◆ WHAT IS NEEDED:
Can you write the next part of the editor's review of "The Werewolf Argument," picking up after its final sentence?

The Editors’ Choices are chosen from the submissions from the previous month that show the most potential or otherwise earn the admiration of our Resident Editors. Submissions in four categories — science fiction chapters, fantasy chapters, horror, and short stories — receive a detailed review, meant to be educational for others as well as the author.This month’s reviews are written by Resident Editors Leah Bobet, Jeanne Cavelos, and Judith Tarr. The last four months of Editors’ Choices and their editorial reviews are archived on the workshop.
The Werewolf Argument by Kevin J. Miller
Different elements can stand out in different stories. For me, in “The Werewolf Argument,” it’s the protagonist’s solution to the problem that stands out the most. But before I discuss that, let me talk about the problem, since without that, the protagonist couldn’t provide the solution.
The problem the protagonist faces is quite interesting. Werewolves become trendy and acceptable in society. This offers a good opportunity to satirize popular culture and human nature. It also allows an exploration of how public opinion might be changed and the price that needs to be paid to do that.
The solution/climax involves the protagonist putting into motion a plan to turn a hundred war orphans into werewolves. This creates societal outrage that leads to people turning against werewolves, which is the protagonist’s goal. For me, this solution is pretty striking and horrific, and because of that, I found it the strongest part of the story.
But it doesn’t seem to be incorporated into the story as well as it might. Often, it can be helpful to think about a story, when writing it, in terms of the climax. What needs to be set up for the climax to feel surprising and inevitable, to be meaningful, emotional, and satisfying?
One of the key things that needs to be set up is the protagonist’s motivation to–in my mind–ruin the lives of one hundred children. For me, the protagonist, Dario, doesn’t have sufficient motivation to do this. His brother, Arlo, is killed right before he takes this key action. But we never have a scene of Arlo and Dario together; we don’t have a strong sense of how Dario feels about Arlo. Before Arlo’s death, Dario is mainly a passive observer. It feels like Dario drifts through the story, providing a lot of exposition (background information) rather than struggling to achieve a goal, until the inciting incident happens late in the story, with Arlo dying. That gives Dario the goal to stop the werewolf craze, and he then takes an easy action and fulfills his goal. The story would be stronger if the inciting incident came closer to the beginning, and most of the story involved Dario struggling in various ways to stop the werewolf craze.

◆ DATA EXCERPT:

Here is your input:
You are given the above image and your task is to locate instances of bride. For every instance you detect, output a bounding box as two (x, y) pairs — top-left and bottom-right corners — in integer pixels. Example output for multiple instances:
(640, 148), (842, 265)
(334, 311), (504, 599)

◆ ANSWER TO THE EXERCISE:
For example, perhaps Arlo is a photographer who works with his journalist brother, Dario. The story could start with the two of them in the courtroom as all charges are dropped against Derick, the werewolf who starts the craze. Dario and Arlo might try to follow Derick, to document his behavior, and that could lead to Derick killing Arlo. A scenario like this would allow Dario to be struggling to achieve a goal (to expose Derick’s violent acts) from the start; it would allow readers to meet and care about Arlo; and it would allow the story to show the close relationship between Dario and Arlo, so we would feel more compassion for Dario and feel his motivation to stop the werewolves. As soon as Arlo is killed (perhaps a quarter of the way through the story), Dario could form the goal to get justice for Arlo. He could try getting more evidence against Derick, but now Derick is protected by the police, who send Dario away. Maybe one of the policemen has become a werewolf. Maybe Dario’s boss has become a werewolf. Dario could go on talk shows with the evidence he’s gathered, including Arlo’s photographs/video, and the guest beside him on the couch could be a werewolf, and another guest (a fellow journalist, for reasons I’ll reveal in the next paragraph) could be a wannabe werewolf who is turned into a werewolf on the show. This would allow you to show more directly the werewolf craze and why people find werewolves appealing. Finally, Dario could realize this won’t be enough to stop Derick; he needs to turn everyone against werewolves.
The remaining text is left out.